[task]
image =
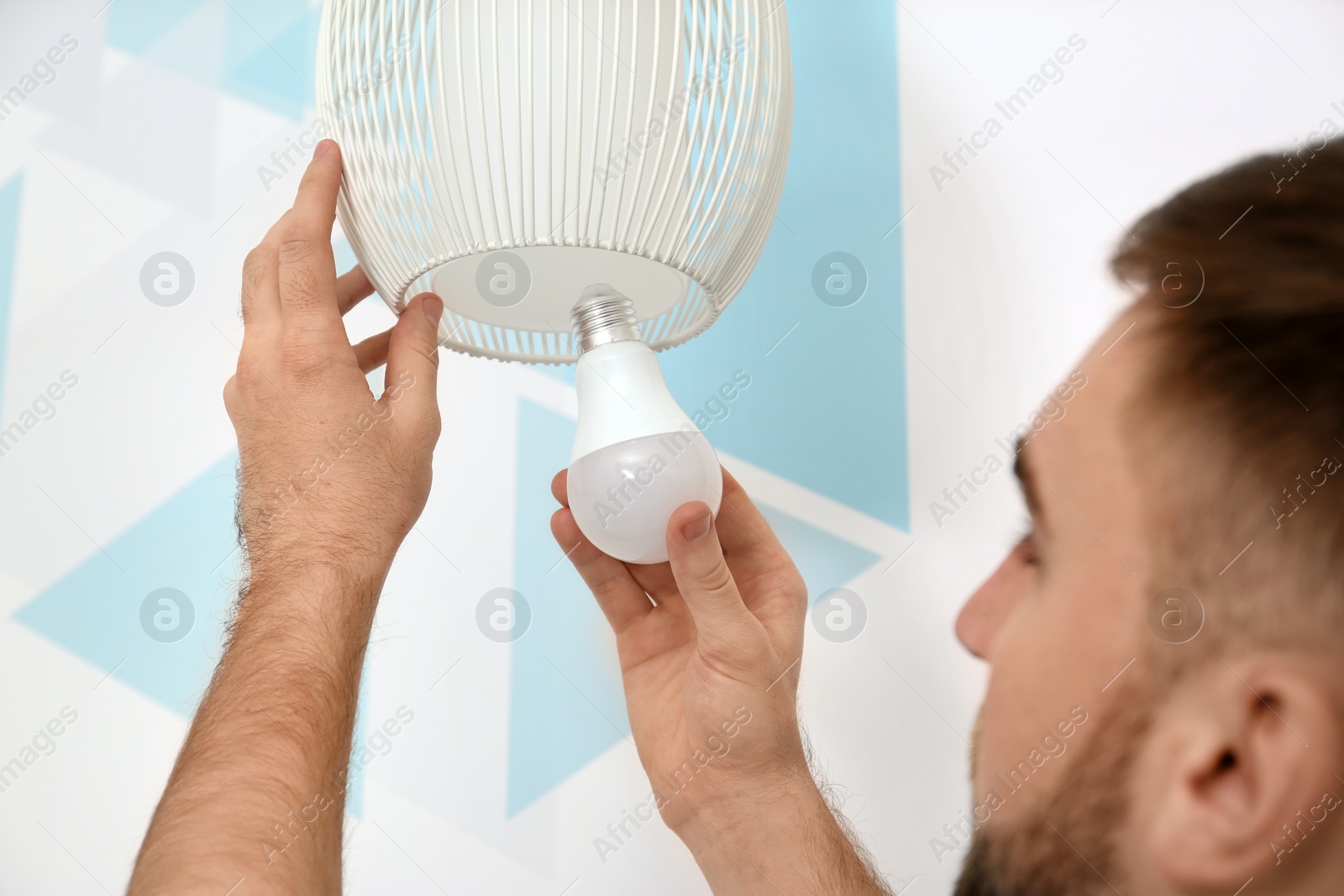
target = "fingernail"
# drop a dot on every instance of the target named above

...

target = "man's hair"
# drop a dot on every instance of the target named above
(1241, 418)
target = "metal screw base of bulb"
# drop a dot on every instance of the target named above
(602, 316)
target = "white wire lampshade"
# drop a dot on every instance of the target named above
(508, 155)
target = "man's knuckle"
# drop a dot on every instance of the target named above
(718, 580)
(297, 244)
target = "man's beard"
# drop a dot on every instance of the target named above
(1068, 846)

==

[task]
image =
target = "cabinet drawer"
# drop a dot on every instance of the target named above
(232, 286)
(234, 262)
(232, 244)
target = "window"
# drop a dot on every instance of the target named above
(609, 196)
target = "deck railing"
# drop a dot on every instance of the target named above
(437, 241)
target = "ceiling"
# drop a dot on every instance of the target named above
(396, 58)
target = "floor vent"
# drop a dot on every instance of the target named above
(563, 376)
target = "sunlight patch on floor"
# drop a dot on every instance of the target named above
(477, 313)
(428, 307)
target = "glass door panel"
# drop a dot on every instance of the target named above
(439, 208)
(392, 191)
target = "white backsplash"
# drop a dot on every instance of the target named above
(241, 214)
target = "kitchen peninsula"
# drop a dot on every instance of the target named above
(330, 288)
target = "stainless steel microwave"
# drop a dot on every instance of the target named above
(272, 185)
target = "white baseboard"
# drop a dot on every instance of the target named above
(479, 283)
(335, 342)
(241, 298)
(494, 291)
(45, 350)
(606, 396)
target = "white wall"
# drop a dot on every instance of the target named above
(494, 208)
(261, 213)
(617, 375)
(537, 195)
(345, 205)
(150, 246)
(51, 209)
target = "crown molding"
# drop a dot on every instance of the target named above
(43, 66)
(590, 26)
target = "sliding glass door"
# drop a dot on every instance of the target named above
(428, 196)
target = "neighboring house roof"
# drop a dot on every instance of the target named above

● Activity: Your reply should be the number of lines in the entries that contain "floor", nothing more.

● Answer section: 2